((

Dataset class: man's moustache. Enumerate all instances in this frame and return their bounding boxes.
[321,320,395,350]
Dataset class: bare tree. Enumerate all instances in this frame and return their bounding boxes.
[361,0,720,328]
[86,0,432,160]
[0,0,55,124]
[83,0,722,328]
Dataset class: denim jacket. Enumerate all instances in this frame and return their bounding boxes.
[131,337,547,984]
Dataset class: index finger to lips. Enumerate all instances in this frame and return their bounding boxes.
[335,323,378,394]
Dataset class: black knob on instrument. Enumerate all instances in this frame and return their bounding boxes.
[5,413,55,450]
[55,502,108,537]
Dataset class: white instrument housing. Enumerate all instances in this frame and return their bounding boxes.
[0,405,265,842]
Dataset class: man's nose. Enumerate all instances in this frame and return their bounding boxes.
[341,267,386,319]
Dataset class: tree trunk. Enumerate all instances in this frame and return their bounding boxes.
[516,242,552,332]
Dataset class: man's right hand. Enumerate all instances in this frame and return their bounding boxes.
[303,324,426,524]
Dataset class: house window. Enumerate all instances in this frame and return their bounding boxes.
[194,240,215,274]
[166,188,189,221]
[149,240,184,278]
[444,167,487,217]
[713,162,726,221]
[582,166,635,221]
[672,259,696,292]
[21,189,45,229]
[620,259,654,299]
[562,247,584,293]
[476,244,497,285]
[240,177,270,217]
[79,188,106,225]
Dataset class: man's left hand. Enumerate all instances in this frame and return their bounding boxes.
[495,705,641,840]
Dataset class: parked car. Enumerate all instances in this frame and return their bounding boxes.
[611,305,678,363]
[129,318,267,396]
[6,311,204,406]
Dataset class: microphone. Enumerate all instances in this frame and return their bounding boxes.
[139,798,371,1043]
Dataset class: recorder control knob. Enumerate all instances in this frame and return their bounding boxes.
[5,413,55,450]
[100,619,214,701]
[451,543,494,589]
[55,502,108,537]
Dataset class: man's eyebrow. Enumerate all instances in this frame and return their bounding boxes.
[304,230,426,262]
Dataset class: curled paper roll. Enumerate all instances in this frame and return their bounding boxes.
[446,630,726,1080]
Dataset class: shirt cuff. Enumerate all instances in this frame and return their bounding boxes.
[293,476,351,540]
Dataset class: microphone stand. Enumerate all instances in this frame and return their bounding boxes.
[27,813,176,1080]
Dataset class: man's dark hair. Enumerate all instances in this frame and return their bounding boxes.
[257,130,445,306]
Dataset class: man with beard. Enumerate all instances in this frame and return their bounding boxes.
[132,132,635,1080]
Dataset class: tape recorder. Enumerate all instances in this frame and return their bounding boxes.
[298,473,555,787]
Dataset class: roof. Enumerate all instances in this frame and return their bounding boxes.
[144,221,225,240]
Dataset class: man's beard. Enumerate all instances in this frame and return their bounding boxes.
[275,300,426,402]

))
((

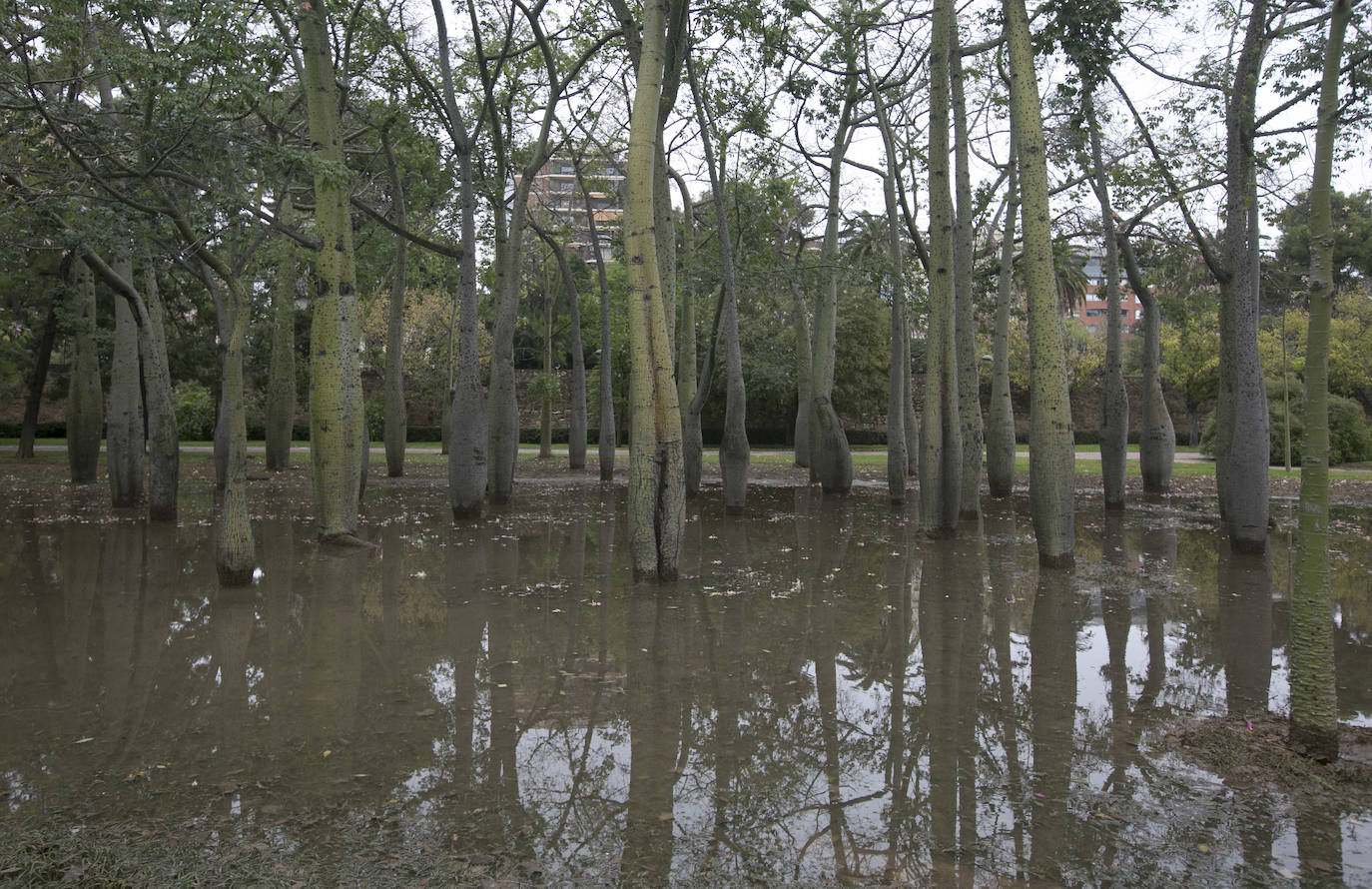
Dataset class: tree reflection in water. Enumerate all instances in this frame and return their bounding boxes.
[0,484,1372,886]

))
((

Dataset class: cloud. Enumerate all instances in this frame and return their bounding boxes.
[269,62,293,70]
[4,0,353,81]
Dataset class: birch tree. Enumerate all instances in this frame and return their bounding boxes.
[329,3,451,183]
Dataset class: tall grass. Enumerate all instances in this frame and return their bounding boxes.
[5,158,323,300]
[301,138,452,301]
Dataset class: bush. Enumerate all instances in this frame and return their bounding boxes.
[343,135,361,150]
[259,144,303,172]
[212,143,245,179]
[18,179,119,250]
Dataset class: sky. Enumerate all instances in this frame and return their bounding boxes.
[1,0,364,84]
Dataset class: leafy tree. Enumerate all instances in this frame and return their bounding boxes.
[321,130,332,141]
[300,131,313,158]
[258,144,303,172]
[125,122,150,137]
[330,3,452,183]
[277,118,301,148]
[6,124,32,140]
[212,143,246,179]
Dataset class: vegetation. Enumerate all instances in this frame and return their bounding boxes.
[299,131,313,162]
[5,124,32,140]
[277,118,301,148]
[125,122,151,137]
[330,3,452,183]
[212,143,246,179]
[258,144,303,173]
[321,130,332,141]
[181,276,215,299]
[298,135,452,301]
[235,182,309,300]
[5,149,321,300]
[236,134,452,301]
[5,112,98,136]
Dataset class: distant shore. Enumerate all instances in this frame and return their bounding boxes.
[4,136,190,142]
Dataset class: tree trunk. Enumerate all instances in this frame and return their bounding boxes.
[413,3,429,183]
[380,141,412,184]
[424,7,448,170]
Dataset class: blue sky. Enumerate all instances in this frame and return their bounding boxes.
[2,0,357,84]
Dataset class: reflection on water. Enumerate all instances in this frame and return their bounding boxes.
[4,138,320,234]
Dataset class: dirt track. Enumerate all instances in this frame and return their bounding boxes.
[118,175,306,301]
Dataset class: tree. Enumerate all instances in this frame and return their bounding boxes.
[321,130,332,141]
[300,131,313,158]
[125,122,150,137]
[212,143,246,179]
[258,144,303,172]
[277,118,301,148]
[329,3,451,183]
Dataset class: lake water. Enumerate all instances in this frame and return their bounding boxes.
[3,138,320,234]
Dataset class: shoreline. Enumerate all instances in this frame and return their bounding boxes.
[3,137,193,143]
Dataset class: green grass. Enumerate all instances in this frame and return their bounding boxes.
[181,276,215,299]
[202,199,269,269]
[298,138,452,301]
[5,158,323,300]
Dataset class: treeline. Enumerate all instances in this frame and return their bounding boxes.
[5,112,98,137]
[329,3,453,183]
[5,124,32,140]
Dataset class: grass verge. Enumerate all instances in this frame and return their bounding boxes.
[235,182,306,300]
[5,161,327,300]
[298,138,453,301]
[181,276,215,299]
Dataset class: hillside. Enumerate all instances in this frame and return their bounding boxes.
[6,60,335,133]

))

The task: Give back the lines of the entries above, copied word for word. Begin at the line that has "Dataset class: house", stop after the line that has "[6,311,204,406]", and include both of those lines.

Task response:
Dataset class: house window. Enumerate all instances in this frame and return their bounding boxes.
[194,240,215,274]
[166,188,189,221]
[149,240,184,278]
[444,167,487,217]
[713,162,726,221]
[582,166,635,221]
[672,259,696,292]
[21,189,45,229]
[620,259,654,299]
[562,247,584,293]
[476,244,497,285]
[240,177,270,217]
[79,188,106,225]
Dataset class: man's left hand. Enumerate all instances in this frame and return their bounding boxes.
[495,705,641,840]
Dataset class: parked car. Enumerate all instances in this frame and return their bounding boxes.
[611,305,678,363]
[129,318,267,396]
[6,311,204,406]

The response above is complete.